> _WHAT TO DO_
a) Answer these three questions using the discussion on microcontrollers and embedded development:
(i) How much RAM does the nRF52810 have onboard?
(ii) Which linux-like RTOS is named as supporting the Cortex M4?
(iii) How long a production delay is given as an example of the problem formerly avoided when a part was out of stock?
b) Carry on the discussion on microcontrollers and embedded development, starting after its final sentence.

You also do not have to use their tools. Use Rust with nrf-rs, or Apache Mynewt (with a fully open source BLE stack), or libopencm3, or…
At that point, why not just use something like the original SoC from the Raspberry Pi 1 and use the plethora of Linux dev tools available?
Really not the same beasts. The Cortex M4 microcontroller is self-contained with every peripheral it needs (including BT and wireless stack) and its power consumption is very small compared to a SoC.

Also, it's not booting Linux at all. For these simplish one-purpose applications, you don't want the overhead and it probably would need more than the 24k or RAM onboard the nRF52810.

They could be using Zephyr though as it supports the Cortex M4 (it's a linux-like RTOS that can be heavily customised).

Cost, power, board complexity, reliability.

Embedded development is much different than what a lot of developers are used to.

Also availability. The more basic the chip, the easier / faster it is to get 1k of them. (or to find a perfect/close match requiring minimal changes)
That's only a recent thing really.
No, short term and long term availability of a part in volume has always been a part of circuit design. The current situation has been a unique extreme of this, but buying a million count of an electronic part hasn’t ever been an arbitrary off the shelf affair. How many a distributor has for immediate shipping, the lead time for large quantities, and the end of life plans were always a consideration. Before though the problems you were trying to avoid were more like not delaying production for six weeks because a part was out of stock or whether you could keep building this board for the next ten years.

> _DATASET EXTRACT_
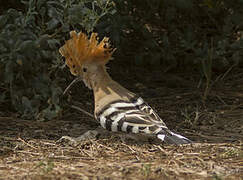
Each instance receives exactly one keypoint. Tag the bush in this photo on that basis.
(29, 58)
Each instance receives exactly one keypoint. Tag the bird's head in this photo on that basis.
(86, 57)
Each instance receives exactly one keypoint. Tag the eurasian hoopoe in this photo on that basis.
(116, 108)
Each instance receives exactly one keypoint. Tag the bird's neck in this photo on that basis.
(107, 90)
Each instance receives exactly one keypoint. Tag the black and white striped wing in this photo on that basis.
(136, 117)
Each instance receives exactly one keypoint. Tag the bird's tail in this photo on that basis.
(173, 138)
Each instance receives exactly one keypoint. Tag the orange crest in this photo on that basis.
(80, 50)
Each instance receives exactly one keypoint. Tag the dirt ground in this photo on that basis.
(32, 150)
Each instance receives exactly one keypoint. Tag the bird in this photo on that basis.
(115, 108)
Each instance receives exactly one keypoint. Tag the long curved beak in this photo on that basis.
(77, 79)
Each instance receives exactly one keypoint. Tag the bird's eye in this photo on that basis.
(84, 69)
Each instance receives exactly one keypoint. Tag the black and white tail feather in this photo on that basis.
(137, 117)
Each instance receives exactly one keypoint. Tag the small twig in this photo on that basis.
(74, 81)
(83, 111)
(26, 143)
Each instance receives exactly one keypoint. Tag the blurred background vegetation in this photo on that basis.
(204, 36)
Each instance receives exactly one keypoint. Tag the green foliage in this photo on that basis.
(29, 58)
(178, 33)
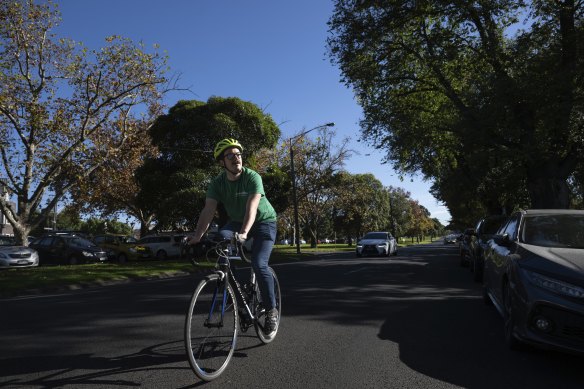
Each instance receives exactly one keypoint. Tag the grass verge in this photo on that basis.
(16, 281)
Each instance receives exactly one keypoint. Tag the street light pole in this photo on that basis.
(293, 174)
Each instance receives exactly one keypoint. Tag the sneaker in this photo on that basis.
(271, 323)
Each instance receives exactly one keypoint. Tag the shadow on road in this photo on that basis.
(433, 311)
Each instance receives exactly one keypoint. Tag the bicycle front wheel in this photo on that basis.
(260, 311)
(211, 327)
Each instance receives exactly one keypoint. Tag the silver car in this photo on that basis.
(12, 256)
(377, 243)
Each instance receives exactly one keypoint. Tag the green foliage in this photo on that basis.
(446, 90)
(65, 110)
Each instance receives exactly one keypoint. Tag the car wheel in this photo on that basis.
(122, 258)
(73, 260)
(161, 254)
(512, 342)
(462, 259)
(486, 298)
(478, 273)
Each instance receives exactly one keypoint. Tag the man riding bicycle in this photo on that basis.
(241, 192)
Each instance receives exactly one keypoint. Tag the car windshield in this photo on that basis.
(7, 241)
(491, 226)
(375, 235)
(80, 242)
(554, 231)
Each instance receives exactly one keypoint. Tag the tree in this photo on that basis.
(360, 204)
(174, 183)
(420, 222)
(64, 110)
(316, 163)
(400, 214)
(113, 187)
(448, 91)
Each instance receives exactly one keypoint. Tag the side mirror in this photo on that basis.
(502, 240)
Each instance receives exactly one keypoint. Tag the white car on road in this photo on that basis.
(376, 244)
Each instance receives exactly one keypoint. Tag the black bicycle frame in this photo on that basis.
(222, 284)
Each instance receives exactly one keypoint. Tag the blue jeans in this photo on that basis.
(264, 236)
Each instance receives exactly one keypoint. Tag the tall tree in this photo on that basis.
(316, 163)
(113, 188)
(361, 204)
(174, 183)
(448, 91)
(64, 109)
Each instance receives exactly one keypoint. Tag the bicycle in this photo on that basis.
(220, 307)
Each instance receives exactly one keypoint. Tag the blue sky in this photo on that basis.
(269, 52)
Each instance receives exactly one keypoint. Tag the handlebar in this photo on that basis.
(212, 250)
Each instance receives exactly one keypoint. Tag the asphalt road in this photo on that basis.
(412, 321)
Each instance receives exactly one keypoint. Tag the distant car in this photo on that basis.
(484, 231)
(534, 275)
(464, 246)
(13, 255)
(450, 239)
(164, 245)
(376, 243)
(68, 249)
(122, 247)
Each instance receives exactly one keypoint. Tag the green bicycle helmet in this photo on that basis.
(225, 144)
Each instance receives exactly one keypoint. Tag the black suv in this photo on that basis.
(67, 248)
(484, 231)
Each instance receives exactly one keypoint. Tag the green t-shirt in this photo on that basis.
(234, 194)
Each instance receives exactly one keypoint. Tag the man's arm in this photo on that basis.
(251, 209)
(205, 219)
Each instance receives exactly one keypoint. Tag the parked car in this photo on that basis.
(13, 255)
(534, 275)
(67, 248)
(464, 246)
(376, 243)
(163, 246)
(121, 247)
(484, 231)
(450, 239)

> _TASK RESPONSES_
a)
(i) 24k.
(ii) Zephyr.
(iii) Six weeks.

b)
I would agree for million (depending on market segment, you could be talking straight with mfg then). But we were talking about 1k, a tiny quantity as far as production rounds go.
It's a recent thing on a world scale. But it's always been an issue and applies to anything you buy - the more sophisticated, the fewer items are stocked in warehouses. It's not that they wouldn't be available, it's that once you start ordering hundreds, the lead time will change from days to weeks at some point.
Hundreds is really a loose retail quantity if we talk about microcontrollers, the first real price break point is typically 1000pcs. Smaller quantities are cut and priced by distributors themselves.

In normal times, most products not marked as EOL would be available in tens of thousands with short lead times.

Nordic nRF5x chips has community Arduino support(which is very nice to me!) if that's what you want.